▶ [Consigne]:
Pourriez-vous poursuivre le texte sur la naturalisation du wallaby, en reprenant juste après sa dernière phrase ?

▶ [Extrait]:
---*---

Sur sa table de travail trône un wallaby (marsupial) sur lequel elle travaille depuis un mois. Il est encore piqué d'épingles et de petits clous. "C'est pour que la peau ne se rétracte pas durant la phase de séchage", indique Justine. À côté de la table où elle opère, elle dispose d'une batterie d'outils : des spatules, des râpes, des limes, des pinceaux, une scie... "Il n'y a pas de magasin spécialisé, alors on pioche dans le matériel destiné à d'autres professions, comme la ferronnerie, la menuiserie ou les maquilleurs de cinéma", précise-t-elle. Son travail sera fini lorsqu'elle aura imaginé et conçu le socle sur lequel sera fixé ce petit cousin du kangourou qui, de son vivant, n'a jamais fait l'objet d'autant de soins.
Le moment le plus critique ? Sûrement la pose des yeux, qui sont en verre. "Le regard fait tout. S'il n'est pas naturel, c'est l'ensemble du montage qui est raté", estime la jeune femme. Elle s'attaque à la dernière étape, qui s'apparente à une séance de maquillage, posant délicatement la peinture du contour des yeux et effectuant de petites corrections pour masquer les dernières imperfections. Elle se redresse pour jauger l'allure générale de son wallaby. Manifestement, il est presque terminé et rejoindra bientôt les réserves. L'illusion est si parfaite qu'il semble prêt à bondir vers une nouvelle vie.

---*---

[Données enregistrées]
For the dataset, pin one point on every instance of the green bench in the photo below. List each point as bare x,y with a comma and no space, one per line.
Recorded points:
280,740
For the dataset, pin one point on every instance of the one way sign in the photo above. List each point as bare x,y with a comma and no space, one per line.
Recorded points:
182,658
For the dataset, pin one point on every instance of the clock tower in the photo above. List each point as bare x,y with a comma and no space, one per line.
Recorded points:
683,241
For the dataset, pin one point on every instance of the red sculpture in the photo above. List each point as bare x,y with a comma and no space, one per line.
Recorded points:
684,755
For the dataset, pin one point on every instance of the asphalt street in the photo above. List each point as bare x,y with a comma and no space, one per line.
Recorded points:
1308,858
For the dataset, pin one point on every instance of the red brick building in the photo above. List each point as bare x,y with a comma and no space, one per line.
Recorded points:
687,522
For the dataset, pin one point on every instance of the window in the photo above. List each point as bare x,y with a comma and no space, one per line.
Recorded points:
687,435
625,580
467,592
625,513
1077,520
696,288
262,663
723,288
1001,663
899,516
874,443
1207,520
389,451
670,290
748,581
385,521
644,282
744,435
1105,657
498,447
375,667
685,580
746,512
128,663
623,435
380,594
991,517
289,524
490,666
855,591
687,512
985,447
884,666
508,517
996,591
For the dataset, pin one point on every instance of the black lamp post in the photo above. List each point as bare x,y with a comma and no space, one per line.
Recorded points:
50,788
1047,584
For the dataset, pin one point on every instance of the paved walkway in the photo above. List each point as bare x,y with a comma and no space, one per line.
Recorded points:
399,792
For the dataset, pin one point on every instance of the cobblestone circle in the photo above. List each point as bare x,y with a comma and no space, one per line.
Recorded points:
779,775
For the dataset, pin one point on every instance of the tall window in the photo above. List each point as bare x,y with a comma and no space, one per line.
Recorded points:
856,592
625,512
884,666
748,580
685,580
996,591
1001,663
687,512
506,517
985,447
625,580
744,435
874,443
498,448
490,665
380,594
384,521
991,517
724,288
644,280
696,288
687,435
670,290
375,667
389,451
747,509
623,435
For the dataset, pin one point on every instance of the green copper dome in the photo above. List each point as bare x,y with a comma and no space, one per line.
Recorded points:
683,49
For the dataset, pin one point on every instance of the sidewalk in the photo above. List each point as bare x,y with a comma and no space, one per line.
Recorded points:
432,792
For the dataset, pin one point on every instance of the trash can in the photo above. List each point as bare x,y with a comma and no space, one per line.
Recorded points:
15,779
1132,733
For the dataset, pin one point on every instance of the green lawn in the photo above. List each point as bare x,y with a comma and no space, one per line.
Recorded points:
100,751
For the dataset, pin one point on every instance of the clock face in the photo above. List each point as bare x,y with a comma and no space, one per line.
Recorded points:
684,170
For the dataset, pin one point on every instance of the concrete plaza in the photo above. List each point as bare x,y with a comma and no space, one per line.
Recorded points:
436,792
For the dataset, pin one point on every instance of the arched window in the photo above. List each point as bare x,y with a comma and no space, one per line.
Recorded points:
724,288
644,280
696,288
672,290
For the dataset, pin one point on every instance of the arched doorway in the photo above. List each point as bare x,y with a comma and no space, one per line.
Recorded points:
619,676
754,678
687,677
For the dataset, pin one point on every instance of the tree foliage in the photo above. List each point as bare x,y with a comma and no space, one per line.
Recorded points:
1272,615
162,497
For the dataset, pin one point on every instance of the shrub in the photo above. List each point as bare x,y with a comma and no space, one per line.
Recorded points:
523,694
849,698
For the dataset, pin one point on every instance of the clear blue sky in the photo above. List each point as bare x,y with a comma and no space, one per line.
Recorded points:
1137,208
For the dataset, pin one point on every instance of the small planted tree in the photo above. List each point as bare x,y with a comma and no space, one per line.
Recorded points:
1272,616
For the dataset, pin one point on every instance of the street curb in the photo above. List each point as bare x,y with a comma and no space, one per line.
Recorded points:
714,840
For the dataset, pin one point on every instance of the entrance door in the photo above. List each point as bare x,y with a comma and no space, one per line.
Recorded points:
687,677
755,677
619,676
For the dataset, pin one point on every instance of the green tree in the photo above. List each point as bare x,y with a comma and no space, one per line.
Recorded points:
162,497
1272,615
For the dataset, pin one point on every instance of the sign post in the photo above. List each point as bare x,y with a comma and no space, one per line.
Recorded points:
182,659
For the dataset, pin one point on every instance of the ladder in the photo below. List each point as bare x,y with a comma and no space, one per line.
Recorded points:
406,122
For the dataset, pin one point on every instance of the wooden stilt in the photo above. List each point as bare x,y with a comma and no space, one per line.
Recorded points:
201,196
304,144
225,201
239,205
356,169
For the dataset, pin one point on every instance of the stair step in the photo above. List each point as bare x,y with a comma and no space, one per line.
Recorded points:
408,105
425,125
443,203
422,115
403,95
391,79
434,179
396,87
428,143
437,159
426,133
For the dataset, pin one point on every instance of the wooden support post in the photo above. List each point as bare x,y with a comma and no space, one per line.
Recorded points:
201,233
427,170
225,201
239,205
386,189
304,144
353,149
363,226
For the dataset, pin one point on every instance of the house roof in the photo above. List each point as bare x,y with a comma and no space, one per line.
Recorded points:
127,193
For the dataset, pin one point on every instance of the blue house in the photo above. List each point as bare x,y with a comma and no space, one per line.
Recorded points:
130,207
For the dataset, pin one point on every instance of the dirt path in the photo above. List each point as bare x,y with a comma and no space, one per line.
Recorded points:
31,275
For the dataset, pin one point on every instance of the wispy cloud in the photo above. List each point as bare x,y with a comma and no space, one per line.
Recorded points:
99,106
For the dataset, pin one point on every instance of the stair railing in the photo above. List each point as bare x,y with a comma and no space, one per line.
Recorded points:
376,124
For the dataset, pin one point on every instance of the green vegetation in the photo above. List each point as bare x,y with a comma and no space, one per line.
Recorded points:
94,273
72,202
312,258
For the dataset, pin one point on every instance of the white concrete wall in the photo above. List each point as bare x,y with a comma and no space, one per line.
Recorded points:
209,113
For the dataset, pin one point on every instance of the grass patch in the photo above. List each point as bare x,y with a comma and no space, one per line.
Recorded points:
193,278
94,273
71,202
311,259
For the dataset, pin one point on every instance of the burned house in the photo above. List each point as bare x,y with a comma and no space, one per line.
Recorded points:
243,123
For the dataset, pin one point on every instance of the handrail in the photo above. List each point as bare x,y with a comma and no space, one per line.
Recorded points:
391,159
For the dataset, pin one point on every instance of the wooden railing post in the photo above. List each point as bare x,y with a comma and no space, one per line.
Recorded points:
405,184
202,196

---*---

▶ [Réponse attendue]:
(1)Exposition jusqu'au 19 juin 2017, à la Grande Galerie de l'évolution du Muséum national d'histoire naturelle de Paris.
Le parcours de Justine en 5 dates
2005
Fait un stage d'observation chez un taxidermiste.
2008
Obtient son bac STMG au lycée Van-Gogh d'Ermont (95).
2009
S'inscrit en CAP taxidermiste.
2010
Débute son alternance au Muséum national d'histoire naturelle à Paris.
2011
Obtient son CAP et est engagée au Muséum.
Devenir taxidermiste
Le CAP (certificat d'aptitude professionnelle) taxidermiste est indispensable pour exercer, car la profession est réglementée.
Il se prépare en alternance dans le cadre d'un dispositif dédié aux métiers rares dans deux établissements seulement : le CFA (centre de formations d'apprentis) de la SEPR (l'école des métiers, premier centre de formation professionnelle initiale de la région Auvergne-Rhône-Alpes), à Lyon (69), et le Campus des métiers et de l'artisanat d'Indre-et-Loire, à Joué-lès-Tours (37).